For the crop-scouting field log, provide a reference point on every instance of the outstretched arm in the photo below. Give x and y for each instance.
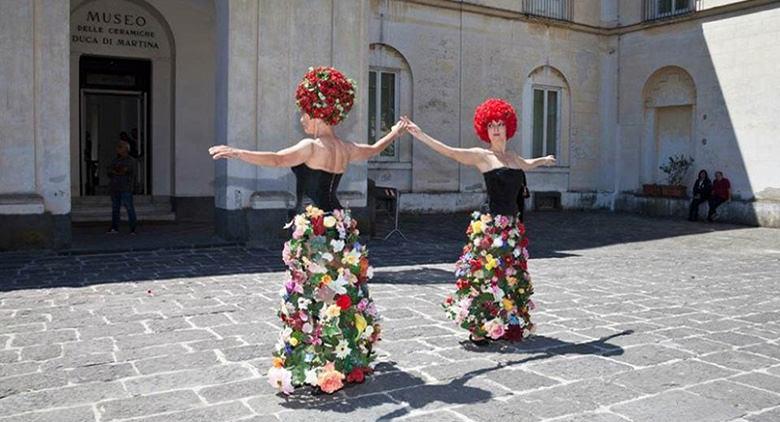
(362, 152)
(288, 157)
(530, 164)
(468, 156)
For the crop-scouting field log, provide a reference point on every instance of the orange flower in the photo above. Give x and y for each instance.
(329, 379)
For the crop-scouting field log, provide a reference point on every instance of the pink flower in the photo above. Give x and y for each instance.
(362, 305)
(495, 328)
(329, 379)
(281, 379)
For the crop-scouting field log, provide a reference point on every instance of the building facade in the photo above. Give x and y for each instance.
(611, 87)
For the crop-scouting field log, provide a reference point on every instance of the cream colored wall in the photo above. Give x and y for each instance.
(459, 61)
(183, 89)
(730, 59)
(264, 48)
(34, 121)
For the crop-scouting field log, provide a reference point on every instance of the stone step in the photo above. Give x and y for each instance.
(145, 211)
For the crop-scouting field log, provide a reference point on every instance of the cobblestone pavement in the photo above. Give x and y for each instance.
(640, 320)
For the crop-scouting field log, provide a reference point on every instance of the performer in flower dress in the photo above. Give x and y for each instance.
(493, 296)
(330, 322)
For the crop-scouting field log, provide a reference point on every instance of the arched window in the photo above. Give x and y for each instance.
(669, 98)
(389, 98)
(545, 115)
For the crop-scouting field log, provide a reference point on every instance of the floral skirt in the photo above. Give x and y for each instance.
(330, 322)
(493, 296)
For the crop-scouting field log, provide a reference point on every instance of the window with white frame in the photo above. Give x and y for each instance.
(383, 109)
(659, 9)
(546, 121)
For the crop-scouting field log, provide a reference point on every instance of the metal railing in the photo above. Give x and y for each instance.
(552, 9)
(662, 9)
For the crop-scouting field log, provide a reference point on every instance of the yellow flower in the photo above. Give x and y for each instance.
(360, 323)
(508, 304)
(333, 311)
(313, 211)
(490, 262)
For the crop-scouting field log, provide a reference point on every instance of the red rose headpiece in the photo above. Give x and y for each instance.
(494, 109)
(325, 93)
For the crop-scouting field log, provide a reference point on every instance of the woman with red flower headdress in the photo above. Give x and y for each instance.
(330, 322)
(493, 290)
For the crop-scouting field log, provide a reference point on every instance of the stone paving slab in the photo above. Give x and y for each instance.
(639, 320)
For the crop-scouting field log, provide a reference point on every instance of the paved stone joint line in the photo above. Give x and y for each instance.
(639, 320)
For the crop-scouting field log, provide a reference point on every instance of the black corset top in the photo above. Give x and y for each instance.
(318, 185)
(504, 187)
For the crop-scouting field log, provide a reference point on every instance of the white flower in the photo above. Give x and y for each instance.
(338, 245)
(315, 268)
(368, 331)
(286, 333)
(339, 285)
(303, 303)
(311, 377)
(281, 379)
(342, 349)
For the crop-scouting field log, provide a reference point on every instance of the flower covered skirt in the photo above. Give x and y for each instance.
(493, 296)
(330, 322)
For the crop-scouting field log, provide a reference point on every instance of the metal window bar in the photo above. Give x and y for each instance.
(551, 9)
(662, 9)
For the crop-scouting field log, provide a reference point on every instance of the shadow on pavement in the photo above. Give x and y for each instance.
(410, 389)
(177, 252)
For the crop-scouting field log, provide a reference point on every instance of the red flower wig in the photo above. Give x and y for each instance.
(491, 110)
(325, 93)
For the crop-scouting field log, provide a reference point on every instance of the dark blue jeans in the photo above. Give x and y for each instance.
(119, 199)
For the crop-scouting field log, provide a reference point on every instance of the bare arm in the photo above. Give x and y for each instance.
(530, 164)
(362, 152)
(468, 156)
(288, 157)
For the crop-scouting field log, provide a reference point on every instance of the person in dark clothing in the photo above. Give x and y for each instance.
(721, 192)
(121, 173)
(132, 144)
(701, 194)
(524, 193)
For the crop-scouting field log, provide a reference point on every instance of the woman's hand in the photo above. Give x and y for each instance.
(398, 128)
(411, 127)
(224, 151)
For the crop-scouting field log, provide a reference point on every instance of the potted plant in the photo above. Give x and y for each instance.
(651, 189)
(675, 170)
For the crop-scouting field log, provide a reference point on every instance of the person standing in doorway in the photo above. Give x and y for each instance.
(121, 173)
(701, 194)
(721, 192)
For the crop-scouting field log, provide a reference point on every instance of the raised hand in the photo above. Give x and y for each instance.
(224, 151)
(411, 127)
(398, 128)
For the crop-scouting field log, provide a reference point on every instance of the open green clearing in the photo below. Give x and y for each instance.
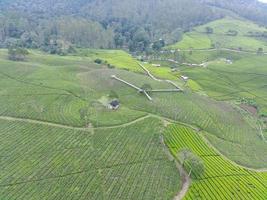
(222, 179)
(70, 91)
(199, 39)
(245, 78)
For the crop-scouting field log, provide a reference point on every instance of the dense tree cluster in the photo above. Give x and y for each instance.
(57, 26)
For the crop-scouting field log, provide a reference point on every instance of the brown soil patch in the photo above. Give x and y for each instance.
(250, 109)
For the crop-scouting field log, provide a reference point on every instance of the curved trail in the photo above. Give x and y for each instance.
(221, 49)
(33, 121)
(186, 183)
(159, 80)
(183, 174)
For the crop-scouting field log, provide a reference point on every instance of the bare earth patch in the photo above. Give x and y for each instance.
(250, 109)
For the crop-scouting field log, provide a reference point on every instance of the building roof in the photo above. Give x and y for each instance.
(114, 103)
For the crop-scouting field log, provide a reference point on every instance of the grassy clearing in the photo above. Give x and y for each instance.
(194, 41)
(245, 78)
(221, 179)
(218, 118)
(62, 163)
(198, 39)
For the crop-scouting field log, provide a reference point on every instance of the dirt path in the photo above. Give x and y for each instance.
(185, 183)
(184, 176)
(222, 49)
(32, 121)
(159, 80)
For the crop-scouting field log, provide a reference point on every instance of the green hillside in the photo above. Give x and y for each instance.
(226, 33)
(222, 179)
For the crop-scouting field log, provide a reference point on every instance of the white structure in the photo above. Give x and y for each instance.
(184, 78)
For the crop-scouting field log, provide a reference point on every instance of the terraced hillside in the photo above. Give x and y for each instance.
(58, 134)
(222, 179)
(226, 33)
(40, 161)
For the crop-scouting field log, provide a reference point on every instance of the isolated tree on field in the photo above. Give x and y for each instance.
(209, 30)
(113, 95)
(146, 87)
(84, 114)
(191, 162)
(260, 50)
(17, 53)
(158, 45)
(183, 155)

========

Exercise -> The copy must reproduce the listing above verbatim and contain no pictures.

Answer section ->
For the crop-scouting field log, provide a reference point on every instance of the outstretched arm in the photo below. Give x and y for each instance.
(362, 152)
(288, 157)
(530, 164)
(468, 156)
For the crop-scouting field log, provide a reference point on every instance of the orange flower in the photo above. Give x and y for each instance.
(329, 379)
For the crop-scouting field log, provide a reference point on every instance of the pink flower in the photo above. Give x and y for each instance.
(362, 305)
(495, 328)
(329, 379)
(281, 379)
For the crop-scouting field log, provide a reference point on every instance of the building facade in the photo above. Give x and y for each instance.
(611, 87)
For the crop-scouting field log, provide a reference point on every instance of the cream colored wall in the photo above. Give x and y for each instance.
(459, 61)
(183, 89)
(730, 59)
(264, 48)
(34, 121)
For the crop-scouting field log, provide a reference point on every instance of the stone step in the photo above. Give x and y for each instance.
(145, 211)
For the crop-scouting field log, provide a reference point on every instance of the cobblestone pavement in the photo above. Give x and y for each instance.
(640, 320)
For the crop-scouting field log, provide a reference point on every instance of the performer in flower dress in the photo above. Give x and y for each instance.
(493, 296)
(330, 322)
For the crop-scouting field log, provide a reference point on every instance of the arched window in the photo above. Give x and y for each instance.
(669, 98)
(389, 98)
(545, 115)
For the crop-scouting field log, provide a reference point on every instance of the floral skirt in the photo above. Give x and y for each instance.
(330, 322)
(493, 296)
For the crop-scouting field log, provide a reference point on every instance of the window with white frame in the photo above. Give x and y for each instance.
(383, 109)
(659, 9)
(546, 121)
For the crop-scouting field log, provide a reference point on every instance of the metal railing in the photo above. Give x and y for each instance.
(552, 9)
(662, 9)
For the crop-scouting field log, provide a reference point on every instance of the yellow flower in the photo above. Give x and y for each instance.
(360, 323)
(508, 304)
(333, 311)
(313, 211)
(490, 262)
For the crop-scouting field log, provide a reference point on every instance of the red rose headpiece in the photo above. Give x and y for each instance.
(494, 109)
(325, 93)
For the crop-scouting field log, provide a reference point on every instance of the woman with red flower headdress in the photo above. Give x and y for each instance.
(330, 322)
(493, 290)
For the crop-scouting field log, provide a reference point on every instance of the stone paving slab in the photo above. Give x and y for each instance.
(639, 320)
For the crop-scouting field log, provide a reference point on every instance of the paved stone joint line in the photo above. Give x and y for each instance.
(639, 320)
For the crop-scouting field log, provide a reference point on every instance of the black corset top in the photo above. Give x and y for each instance.
(318, 185)
(504, 187)
For the crop-scouting field log, provide a reference point on every instance of the white flower in the photo above. Give x and y for each instance.
(338, 245)
(315, 268)
(368, 331)
(286, 333)
(339, 285)
(303, 303)
(311, 377)
(281, 379)
(342, 349)
For the crop-scouting field log, provide a reference point on every instance of the flower covered skirt in the photo above. Give x and y for each instance.
(493, 296)
(330, 322)
For the crop-scouting field log, provide a reference point on every instance of the metal window bar in the photo above. Give x and y for each instance.
(551, 9)
(662, 9)
For the crop-scouting field log, provide a reference point on every instance of the shadow on pavement in the photo above. Give x and y for each instance.
(410, 389)
(177, 252)
For the crop-scouting field log, provide a reference point on every instance of the red flower wig in the photo above. Give x and y for each instance.
(491, 110)
(325, 93)
For the crop-scouting field log, provide a reference point on every instance of the dark blue jeans in the photo above. Give x and y for each instance.
(119, 199)
For the crop-scouting field log, provide a reference point on every instance of the bare arm in the photo above. Give x and y for each instance.
(530, 164)
(362, 152)
(468, 156)
(288, 157)
For the crop-scouting field log, provide a reference point on every instance of the person in dark clothing in the photo above. Give x and y for each instance.
(721, 192)
(121, 173)
(132, 144)
(701, 194)
(524, 193)
For the crop-scouting field log, provide a reference point on every instance of the woman's hand in the photo above. Give x and y for each instance.
(398, 128)
(411, 127)
(224, 151)
For the crop-scouting field log, provide a reference point on every instance of the potted plant in the photo above. Give x and y for each instance.
(651, 189)
(675, 170)
For the crop-scouting field log, provide a reference point on every instance of the person standing in doorway in the photo above. Give x and y for each instance.
(121, 173)
(701, 194)
(721, 192)
For the crop-scouting field log, provide a reference point on every instance of the raised hand in the photo above. Give x and y for each instance.
(224, 151)
(411, 127)
(398, 128)
For the crop-scouting field log, provide a reference point on every instance of the open green clearing in the photo below. Give x and y for each instance.
(222, 179)
(70, 91)
(199, 39)
(245, 78)
For the crop-scouting field log, provide a reference point on every instance of the dense tree cluster in the photo above. Give x and y for each instance.
(57, 26)
For the crop-scouting field log, provide a reference point on every instance of the brown soil patch in the photo above. Give x and y for each instance.
(250, 109)
For the crop-scouting field log, provide a reference point on every instance of the curved trail in the photo above. Give x and y for each instance.
(221, 49)
(33, 121)
(186, 183)
(159, 80)
(183, 174)
For the crop-scouting field log, provide a reference point on every instance of the bare earth patch in the photo above. Give x and y for each instance.
(250, 109)
For the crop-scouting field log, provide a reference point on every instance of the building roof in the photo above. Give x and y for each instance.
(114, 103)
For the crop-scouting field log, provide a reference point on every instance of the grassy clearing in the photo above. Give x and y for each instance.
(194, 41)
(245, 78)
(221, 179)
(218, 118)
(62, 163)
(198, 39)
For the crop-scouting field log, provide a reference point on every instance of the dirt path in the photo above. Give x and y for each instance.
(185, 183)
(184, 176)
(222, 49)
(32, 121)
(159, 80)
For the crop-scouting field log, provide a reference point on every instance of the green hillside in the photo above. Give x and y for each instance.
(226, 33)
(222, 179)
For the crop-scouting field log, provide a reference point on every instance of the white structure in the photo above. Give x and y for each instance.
(184, 78)
For the crop-scouting field log, provide a reference point on every instance of the terraced hillside in the photo above. Give x and y for each instance.
(58, 134)
(222, 179)
(226, 33)
(40, 161)
For the crop-scouting field log, provide a reference point on every instance of the isolated tree on field in the photo above. Give x and y for each instance.
(209, 30)
(113, 95)
(146, 87)
(84, 114)
(191, 162)
(260, 50)
(17, 53)
(158, 45)
(183, 155)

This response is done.